_TEXTE DU DOCUMENT_.
%%

Diasporik : François Mitterrand a grandi dans une France où l’Empire était une évidence. Qu’en a-t-il gardé ?
Nicolas Bancel et Pascal Blanchard : François Mitterrand est effectivement dans sa jeunesse, comme l’immense majorité de ses contemporains, convaincu de la grandeur coloniale de la France, qu’il expérimente lors de sa visite à l’Exposition coloniale internationale de Vincennes en 1931, son premier voyage à Paris. Issu d’une famille de la bourgeoisie provinciale conservatrice et catholique, ses idéaux politiques initiaux penchent vers la droite-extrême – il appartiendra au mouvement de jeunesse des Croix-de-Feu puis au Parti social français du colonel François de la Rocque – et son premier engagement politique est pour soutenir l’agression de l’Italie mussolinienne en Éthiopie.
Son parcours à Vichy va le convaincre que l’Empire doit être défendu coûte que coûte et, de surcroit, qu’il peut lui servir de tremplin politique après-guerre. Il sera d’ailleurs ministre de la France d’outre-mer dès 1950. La perte de l’empire est un véritable déchirement, il ne comprend pas le mouvement profond des décolonisations : pour lui, la France a été globalement bienfaitrice, elle a apporté, avec la « mission civilisatrice », le progrès et les lumières de la civilisation européenne.
Lorsqu’il arrive au pouvoir en 1981, tout ce bagage va peser lourd dans des décisions essentielles. Il va notamment perpétuer les pratiques de la françafrique, qui est pour lui, finalement, une continuité de l’empire et permet à la France de conserver son aire d’influence et sa puissance géopolitique.

%%

_DONNÉES FOURNIES_.

%%

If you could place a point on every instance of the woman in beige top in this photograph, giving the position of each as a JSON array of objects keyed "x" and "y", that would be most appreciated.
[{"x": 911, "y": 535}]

%%

_CONSIGNE 1_. Recopiez fidèlement le passage de l'entretien sur Mitterrand et l'Empire colonial qui va de « Son parcours à » à « la civilisation européenne. ».
_CONSIGNE 2_. Selon l'entretien sur Mitterrand et l'Empire colonial, à partir de quelle année François Mitterrand est-il ministre de la France d'outre-mer ?

_CORRIGÉ 1_.
Son parcours à Vichy va le convaincre que l’Empire doit être défendu coûte que coûte et, de surcroit, qu’il peut lui servir de tremplin politique après-guerre. Il sera d’ailleurs ministre de la France d’outre-mer dès 1950. La perte de l’empire est un véritable déchirement, il ne comprend pas le mouvement profond des décolonisations : pour lui, la France a été globalement bienfaitrice, elle a apporté, avec la « mission civilisatrice », le progrès et les lumières de la civilisation européenne.

_CORRIGÉ 2_. Il est ministre de la France d'outre-mer dès 1950.